EXCERPTED RECORDS:
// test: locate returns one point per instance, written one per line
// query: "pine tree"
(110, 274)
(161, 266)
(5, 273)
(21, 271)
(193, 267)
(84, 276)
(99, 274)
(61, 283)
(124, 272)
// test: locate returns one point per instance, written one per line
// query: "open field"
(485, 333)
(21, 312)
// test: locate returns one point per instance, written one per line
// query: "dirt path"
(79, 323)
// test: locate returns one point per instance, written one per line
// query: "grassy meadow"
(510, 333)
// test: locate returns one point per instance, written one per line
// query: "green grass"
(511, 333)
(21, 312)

---

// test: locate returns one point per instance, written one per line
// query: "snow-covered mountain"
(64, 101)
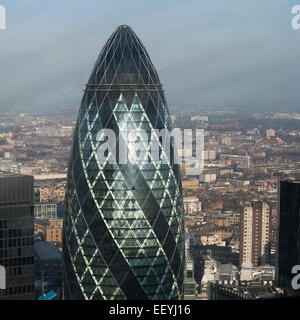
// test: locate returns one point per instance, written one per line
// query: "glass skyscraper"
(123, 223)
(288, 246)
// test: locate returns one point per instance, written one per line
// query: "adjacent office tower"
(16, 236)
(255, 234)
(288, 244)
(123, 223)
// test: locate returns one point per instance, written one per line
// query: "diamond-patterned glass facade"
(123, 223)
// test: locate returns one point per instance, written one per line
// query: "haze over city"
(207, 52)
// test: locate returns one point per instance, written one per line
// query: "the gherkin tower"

...

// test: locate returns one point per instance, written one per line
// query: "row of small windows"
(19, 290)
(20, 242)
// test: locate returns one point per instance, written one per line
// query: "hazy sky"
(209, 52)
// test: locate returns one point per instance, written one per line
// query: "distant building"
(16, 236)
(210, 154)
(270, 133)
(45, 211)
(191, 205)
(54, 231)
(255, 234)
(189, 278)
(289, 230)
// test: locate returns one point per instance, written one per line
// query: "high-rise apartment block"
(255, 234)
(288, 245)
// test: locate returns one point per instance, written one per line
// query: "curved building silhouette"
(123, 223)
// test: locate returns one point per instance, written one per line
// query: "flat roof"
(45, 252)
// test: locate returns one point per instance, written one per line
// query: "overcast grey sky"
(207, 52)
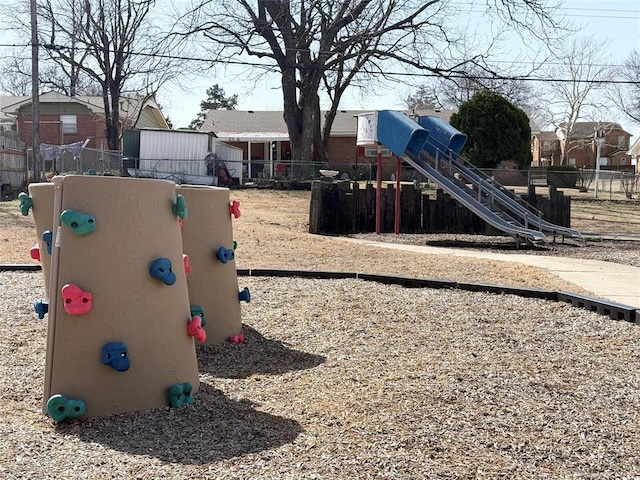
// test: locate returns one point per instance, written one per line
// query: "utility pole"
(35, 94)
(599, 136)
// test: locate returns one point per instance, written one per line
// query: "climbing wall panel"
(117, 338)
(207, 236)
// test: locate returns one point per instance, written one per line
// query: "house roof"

WHAT TO PRODUCE: Pull out every line in the rows above that contains the word "tower". Uppercase and lowercase count as different.

IN RESPONSE:
// query: "adjacent office tower"
// query: "the gherkin tower"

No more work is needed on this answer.